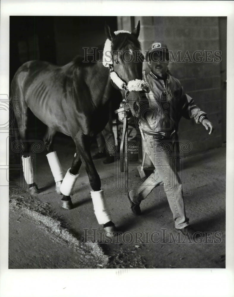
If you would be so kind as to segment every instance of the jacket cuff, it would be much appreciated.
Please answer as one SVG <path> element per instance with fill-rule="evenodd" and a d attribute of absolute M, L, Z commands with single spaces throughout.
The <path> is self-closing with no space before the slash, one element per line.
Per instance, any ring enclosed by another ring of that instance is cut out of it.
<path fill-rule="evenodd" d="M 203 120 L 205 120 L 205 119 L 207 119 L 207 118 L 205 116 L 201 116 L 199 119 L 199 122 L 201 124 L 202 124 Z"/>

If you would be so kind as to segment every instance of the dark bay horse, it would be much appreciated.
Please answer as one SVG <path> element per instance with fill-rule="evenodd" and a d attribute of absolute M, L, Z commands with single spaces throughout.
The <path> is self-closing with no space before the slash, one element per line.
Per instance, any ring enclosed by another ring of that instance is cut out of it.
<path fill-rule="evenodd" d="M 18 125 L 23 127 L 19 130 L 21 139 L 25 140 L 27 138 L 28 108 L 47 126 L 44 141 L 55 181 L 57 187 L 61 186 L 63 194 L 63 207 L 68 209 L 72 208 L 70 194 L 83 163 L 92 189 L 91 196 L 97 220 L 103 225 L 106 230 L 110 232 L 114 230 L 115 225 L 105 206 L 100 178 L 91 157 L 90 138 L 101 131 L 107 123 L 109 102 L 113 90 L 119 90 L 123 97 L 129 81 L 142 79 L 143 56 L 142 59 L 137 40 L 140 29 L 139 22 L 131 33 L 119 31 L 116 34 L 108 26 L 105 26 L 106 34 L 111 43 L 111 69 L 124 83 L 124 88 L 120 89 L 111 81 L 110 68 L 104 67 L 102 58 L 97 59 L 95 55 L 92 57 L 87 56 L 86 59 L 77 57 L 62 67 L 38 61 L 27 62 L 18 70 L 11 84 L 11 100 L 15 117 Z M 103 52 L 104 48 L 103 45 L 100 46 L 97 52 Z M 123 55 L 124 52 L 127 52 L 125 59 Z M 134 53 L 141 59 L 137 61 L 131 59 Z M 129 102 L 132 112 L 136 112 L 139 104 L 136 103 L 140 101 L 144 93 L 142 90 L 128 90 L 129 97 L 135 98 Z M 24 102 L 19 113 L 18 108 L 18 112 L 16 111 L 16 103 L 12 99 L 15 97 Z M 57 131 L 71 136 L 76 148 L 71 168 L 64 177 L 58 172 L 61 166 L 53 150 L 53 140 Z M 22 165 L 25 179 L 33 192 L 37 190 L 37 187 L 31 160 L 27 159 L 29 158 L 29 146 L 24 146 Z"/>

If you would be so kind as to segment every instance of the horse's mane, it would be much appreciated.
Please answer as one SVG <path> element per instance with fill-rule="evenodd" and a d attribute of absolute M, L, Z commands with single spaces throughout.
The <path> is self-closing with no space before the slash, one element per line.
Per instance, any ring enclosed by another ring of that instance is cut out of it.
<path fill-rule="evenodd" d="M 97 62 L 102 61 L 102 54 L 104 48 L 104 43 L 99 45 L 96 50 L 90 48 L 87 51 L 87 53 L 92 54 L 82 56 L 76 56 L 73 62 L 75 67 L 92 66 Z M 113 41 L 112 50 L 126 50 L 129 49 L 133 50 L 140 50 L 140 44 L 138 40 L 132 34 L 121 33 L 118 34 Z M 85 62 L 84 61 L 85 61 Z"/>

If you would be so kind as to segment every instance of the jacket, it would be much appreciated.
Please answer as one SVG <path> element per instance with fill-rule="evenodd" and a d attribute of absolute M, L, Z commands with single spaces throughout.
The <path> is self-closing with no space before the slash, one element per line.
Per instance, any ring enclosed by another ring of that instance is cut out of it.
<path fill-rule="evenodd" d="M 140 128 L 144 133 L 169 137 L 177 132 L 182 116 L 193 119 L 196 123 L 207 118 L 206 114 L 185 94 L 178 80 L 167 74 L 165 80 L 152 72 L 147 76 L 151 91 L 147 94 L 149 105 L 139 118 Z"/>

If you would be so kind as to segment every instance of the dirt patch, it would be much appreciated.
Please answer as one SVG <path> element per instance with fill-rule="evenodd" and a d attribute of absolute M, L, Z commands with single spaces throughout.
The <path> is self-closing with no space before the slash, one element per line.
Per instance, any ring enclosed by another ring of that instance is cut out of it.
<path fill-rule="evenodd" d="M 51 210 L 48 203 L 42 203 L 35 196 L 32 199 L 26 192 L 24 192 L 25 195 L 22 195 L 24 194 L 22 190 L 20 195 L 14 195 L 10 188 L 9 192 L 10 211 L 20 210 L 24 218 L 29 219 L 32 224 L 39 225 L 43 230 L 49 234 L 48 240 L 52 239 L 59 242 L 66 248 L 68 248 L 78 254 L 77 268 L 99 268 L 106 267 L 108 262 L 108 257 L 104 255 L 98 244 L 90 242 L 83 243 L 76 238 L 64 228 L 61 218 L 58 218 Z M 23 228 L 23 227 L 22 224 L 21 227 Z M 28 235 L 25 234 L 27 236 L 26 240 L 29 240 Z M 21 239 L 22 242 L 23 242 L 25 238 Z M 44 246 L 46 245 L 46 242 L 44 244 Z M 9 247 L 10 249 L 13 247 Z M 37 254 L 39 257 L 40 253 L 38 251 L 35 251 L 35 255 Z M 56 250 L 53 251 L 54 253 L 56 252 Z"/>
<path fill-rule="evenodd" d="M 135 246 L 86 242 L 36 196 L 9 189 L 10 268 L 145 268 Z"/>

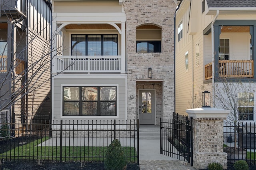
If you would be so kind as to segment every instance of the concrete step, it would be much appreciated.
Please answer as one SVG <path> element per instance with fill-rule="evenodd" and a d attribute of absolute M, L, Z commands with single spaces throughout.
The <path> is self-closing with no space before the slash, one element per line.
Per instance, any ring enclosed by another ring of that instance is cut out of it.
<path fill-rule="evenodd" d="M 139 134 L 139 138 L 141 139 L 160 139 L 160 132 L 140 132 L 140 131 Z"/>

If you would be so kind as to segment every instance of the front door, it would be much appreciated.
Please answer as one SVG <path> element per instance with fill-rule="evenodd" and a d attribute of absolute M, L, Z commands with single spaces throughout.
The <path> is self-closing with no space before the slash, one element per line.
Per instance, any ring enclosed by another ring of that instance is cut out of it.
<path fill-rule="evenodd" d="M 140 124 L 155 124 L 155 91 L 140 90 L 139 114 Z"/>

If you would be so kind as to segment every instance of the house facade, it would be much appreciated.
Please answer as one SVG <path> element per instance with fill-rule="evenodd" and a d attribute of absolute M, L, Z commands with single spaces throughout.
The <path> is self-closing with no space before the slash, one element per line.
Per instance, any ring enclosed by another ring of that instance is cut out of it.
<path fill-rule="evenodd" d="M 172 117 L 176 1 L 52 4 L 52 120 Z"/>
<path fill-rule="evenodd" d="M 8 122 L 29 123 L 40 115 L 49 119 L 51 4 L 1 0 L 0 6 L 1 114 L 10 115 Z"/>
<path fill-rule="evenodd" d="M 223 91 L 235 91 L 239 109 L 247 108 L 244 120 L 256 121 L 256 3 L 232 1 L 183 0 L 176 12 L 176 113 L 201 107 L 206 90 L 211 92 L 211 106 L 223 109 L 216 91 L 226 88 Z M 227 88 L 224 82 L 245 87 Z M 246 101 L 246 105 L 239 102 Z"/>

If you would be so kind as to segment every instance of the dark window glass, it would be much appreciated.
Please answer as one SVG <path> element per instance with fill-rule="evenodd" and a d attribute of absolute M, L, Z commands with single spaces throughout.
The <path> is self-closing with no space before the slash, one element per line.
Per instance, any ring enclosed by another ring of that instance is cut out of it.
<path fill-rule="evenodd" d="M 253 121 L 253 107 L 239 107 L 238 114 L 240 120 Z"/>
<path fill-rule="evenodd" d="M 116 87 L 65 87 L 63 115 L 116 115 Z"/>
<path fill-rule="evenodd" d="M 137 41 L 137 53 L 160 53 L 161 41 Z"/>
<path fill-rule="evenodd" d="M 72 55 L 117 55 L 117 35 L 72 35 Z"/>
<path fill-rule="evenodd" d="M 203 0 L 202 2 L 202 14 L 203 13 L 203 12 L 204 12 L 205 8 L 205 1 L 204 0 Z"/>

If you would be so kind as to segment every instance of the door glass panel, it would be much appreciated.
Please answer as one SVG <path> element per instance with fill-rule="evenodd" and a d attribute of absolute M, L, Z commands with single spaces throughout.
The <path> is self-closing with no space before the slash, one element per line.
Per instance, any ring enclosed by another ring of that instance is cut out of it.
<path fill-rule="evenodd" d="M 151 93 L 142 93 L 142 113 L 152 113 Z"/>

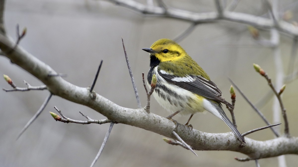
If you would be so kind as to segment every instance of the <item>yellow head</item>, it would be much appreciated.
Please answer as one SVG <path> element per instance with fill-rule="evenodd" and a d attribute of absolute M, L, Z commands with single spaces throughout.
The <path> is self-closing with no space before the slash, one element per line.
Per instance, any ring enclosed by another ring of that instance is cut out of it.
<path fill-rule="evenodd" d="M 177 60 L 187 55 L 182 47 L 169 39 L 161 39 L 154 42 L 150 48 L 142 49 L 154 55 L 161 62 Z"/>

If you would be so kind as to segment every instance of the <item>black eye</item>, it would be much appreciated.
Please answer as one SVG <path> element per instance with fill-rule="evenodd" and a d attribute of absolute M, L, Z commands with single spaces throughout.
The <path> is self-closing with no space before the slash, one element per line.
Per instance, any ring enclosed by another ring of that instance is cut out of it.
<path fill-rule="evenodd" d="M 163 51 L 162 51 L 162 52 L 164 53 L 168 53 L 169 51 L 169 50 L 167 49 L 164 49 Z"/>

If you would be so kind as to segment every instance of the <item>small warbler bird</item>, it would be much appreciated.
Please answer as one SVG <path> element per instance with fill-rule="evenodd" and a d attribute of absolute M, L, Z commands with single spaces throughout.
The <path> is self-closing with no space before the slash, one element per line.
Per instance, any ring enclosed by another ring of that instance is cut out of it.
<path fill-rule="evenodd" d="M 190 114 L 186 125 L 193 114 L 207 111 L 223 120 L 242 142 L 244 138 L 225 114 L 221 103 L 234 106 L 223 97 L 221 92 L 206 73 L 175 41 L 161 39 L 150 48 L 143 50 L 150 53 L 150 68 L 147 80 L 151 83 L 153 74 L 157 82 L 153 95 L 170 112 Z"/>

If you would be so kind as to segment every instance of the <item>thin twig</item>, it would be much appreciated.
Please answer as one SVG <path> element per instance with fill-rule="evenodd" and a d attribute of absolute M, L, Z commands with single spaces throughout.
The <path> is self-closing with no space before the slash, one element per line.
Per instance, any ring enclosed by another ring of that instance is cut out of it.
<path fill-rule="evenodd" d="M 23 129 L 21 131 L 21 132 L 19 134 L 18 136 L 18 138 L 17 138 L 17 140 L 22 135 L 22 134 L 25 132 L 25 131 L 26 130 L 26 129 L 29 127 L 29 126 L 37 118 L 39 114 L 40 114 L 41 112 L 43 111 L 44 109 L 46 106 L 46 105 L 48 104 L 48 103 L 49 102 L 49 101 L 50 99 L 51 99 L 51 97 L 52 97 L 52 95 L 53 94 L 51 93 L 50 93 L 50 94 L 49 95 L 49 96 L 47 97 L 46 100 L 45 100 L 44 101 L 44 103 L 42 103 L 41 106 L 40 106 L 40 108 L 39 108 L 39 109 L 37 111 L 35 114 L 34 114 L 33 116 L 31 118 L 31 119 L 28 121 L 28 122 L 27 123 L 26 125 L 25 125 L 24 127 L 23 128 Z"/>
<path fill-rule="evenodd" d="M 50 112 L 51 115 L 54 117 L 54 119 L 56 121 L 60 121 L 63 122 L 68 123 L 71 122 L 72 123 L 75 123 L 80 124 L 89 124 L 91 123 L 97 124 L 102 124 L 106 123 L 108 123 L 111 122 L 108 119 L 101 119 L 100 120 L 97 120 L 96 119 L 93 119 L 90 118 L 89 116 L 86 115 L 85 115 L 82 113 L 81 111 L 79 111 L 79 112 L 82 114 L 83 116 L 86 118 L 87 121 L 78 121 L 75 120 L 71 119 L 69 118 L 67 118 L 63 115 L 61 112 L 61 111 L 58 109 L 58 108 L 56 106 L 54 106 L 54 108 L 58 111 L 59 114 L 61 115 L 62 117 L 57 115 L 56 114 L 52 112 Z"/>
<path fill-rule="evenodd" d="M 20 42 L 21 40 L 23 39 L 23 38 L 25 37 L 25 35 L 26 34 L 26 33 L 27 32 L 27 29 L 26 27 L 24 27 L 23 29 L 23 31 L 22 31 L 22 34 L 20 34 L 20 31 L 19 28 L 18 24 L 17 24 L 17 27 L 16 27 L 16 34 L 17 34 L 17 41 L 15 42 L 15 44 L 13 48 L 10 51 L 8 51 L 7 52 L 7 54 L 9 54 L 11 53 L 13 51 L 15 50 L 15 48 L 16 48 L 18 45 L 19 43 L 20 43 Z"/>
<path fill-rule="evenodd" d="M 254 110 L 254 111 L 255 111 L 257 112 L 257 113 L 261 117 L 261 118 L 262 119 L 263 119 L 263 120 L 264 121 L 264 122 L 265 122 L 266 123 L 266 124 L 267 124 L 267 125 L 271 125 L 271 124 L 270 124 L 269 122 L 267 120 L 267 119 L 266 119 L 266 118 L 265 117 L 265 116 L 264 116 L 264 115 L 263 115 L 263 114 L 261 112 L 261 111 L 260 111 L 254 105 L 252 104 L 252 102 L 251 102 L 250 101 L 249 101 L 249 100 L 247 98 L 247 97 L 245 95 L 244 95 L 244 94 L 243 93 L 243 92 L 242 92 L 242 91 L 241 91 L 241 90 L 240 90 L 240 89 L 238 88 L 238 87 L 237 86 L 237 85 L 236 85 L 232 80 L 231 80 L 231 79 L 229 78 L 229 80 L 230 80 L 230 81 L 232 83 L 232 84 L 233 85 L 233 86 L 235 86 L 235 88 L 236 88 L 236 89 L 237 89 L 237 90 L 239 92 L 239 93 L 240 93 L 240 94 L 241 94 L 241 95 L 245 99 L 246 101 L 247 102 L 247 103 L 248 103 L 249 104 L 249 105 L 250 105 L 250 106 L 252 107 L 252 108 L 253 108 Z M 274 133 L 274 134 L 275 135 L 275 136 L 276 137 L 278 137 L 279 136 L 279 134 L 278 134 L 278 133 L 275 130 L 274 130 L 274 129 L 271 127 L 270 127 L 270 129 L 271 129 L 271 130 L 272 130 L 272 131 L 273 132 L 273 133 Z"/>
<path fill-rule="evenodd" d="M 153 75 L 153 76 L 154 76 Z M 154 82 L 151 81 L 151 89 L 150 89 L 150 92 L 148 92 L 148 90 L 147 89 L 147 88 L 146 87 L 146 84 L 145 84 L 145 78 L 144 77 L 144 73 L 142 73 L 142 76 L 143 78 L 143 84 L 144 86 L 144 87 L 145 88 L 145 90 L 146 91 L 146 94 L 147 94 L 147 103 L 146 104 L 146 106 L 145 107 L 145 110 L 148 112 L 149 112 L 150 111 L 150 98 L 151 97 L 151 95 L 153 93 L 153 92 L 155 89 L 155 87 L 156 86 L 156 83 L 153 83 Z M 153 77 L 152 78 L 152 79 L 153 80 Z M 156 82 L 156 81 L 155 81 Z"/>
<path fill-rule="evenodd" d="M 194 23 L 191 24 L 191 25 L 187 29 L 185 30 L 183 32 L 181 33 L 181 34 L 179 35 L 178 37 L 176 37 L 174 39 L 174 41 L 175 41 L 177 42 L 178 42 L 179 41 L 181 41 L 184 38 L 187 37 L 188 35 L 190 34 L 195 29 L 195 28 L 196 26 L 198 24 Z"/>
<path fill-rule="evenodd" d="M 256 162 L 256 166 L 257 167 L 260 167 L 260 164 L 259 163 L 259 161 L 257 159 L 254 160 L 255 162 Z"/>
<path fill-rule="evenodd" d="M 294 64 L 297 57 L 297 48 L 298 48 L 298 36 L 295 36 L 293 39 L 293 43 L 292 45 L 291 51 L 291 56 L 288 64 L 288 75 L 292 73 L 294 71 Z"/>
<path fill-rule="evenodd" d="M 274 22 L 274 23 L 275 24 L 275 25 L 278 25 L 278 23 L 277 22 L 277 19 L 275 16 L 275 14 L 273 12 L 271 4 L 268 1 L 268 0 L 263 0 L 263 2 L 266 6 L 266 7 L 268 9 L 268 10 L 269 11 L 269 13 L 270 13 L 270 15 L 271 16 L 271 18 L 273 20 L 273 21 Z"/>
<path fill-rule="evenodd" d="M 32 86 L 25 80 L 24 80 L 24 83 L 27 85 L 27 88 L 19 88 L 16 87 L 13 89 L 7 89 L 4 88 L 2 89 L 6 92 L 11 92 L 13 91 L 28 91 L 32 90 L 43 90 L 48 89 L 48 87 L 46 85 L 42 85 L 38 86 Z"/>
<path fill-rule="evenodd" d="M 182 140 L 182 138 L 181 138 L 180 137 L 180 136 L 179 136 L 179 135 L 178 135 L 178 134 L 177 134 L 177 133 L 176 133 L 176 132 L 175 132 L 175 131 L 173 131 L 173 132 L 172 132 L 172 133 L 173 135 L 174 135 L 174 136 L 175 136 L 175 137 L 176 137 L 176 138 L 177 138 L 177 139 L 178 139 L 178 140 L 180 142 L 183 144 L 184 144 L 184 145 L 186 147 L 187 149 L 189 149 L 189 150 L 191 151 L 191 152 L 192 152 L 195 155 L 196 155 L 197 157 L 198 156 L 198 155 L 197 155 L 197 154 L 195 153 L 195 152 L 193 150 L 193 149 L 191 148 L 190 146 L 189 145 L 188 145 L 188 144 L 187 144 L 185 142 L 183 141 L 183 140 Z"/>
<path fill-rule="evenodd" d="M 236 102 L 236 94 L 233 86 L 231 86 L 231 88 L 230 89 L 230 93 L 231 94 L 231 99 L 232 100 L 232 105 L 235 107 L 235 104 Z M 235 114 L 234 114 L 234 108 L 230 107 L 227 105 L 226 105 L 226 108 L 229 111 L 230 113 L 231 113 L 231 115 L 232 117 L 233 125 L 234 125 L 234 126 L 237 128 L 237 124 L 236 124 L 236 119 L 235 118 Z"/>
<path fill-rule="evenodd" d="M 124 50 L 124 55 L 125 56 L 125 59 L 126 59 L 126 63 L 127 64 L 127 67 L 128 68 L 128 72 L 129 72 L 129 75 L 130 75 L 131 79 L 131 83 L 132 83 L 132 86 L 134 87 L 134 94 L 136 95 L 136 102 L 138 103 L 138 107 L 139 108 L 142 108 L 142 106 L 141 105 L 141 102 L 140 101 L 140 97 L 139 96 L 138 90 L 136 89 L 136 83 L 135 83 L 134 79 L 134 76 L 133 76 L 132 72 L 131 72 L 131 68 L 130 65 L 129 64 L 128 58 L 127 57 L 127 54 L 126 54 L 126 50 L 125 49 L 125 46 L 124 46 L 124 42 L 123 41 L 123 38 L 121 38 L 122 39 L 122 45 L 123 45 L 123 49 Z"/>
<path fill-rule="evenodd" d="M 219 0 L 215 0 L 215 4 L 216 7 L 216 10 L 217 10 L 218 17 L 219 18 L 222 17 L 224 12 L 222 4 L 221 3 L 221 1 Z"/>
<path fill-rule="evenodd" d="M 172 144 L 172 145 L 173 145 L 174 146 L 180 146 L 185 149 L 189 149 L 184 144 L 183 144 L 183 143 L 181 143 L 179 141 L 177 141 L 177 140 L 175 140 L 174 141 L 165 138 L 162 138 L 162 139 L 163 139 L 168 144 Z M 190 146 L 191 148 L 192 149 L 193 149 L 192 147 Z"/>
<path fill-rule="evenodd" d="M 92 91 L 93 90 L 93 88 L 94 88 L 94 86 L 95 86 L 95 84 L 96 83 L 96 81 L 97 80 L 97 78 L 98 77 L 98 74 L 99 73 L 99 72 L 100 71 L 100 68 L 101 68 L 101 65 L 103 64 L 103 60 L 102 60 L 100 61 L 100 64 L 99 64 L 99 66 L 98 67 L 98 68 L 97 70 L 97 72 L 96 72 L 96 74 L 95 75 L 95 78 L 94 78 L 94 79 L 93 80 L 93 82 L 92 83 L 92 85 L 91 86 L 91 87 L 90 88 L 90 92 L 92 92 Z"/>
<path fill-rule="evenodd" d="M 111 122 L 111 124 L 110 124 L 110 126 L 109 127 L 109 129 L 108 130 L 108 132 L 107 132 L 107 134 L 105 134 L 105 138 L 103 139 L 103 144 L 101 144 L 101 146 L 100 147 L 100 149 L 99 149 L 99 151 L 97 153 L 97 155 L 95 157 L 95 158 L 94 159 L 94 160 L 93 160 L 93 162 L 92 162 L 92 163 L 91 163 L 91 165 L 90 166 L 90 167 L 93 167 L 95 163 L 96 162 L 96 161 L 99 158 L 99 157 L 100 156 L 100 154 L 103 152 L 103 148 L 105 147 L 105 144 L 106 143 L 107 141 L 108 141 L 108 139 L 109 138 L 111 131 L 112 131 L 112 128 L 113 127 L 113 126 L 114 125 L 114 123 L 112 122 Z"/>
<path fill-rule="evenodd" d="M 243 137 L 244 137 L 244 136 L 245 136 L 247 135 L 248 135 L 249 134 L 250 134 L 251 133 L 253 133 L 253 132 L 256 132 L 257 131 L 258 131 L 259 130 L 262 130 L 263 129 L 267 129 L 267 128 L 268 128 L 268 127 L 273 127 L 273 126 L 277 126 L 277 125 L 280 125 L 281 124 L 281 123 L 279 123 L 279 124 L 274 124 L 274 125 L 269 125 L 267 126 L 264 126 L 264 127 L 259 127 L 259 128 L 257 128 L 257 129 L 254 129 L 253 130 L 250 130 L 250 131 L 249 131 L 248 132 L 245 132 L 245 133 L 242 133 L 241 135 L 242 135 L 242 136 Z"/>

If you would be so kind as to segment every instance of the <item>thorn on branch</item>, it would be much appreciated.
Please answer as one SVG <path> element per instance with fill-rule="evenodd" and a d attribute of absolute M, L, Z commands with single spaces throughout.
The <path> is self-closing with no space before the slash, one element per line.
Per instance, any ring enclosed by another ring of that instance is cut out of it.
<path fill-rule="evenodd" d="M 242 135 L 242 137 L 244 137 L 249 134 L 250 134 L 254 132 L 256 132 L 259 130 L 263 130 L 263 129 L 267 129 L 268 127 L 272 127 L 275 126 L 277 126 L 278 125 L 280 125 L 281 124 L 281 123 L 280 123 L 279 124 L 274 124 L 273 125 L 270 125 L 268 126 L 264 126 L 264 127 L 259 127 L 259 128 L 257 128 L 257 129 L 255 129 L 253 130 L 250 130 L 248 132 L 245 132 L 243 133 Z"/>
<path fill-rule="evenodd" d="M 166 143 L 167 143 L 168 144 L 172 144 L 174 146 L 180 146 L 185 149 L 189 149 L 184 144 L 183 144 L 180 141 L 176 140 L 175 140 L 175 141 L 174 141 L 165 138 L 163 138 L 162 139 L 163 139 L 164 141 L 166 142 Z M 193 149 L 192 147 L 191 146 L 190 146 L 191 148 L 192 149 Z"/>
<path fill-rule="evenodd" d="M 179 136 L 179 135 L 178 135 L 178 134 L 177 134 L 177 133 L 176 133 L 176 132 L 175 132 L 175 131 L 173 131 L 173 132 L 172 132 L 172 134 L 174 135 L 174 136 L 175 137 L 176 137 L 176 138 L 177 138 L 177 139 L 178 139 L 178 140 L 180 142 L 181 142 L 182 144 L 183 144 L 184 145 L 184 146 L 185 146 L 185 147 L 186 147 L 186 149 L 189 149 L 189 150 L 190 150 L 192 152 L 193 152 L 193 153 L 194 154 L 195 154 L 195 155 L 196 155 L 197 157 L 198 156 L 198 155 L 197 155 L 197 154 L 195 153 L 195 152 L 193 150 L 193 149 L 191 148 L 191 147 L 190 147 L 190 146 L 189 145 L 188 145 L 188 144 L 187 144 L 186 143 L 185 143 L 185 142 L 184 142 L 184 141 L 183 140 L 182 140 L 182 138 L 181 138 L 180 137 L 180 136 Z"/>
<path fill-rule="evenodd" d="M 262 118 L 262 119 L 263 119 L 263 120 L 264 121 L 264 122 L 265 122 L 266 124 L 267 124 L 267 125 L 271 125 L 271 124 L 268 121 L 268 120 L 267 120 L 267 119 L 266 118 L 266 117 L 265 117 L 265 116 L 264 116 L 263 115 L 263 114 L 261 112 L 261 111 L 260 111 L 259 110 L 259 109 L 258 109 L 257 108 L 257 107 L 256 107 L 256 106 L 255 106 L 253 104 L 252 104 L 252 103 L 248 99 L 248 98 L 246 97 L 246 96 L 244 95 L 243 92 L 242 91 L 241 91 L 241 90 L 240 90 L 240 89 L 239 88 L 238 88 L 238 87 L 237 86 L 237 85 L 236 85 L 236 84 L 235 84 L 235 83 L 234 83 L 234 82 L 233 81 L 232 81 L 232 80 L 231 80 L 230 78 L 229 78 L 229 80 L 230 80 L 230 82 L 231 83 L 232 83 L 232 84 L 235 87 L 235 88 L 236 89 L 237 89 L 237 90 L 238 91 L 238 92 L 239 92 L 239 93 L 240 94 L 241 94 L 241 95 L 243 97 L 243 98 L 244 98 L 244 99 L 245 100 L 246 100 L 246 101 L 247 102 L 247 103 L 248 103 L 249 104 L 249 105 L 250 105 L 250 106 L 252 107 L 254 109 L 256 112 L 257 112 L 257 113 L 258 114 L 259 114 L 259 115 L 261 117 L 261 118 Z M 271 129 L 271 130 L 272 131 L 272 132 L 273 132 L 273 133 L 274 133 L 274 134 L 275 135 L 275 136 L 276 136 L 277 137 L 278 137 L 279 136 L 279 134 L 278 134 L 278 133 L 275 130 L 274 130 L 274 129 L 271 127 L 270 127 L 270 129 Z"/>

--*--

▸ **What is being asked**: Write out verbatim every line from the start of the records up to and including the line containing "203 120 L 205", omitting the pictures.

▸ **Exercise response**:
If you would be so kind as to segment every instance of the jacket cuff, it would be much appreciated.
Please answer as one SVG <path> element per instance with fill-rule="evenodd" and a d attribute of absolute M, L, Z commands with single spaces throughout.
The <path> is self-closing with no space before the slash, one element per line.
Per instance, any ring enclosed by another ring of that instance is cut out of it.
<path fill-rule="evenodd" d="M 203 120 L 205 120 L 205 119 L 207 119 L 207 118 L 205 116 L 201 116 L 199 119 L 199 122 L 201 124 L 202 124 Z"/>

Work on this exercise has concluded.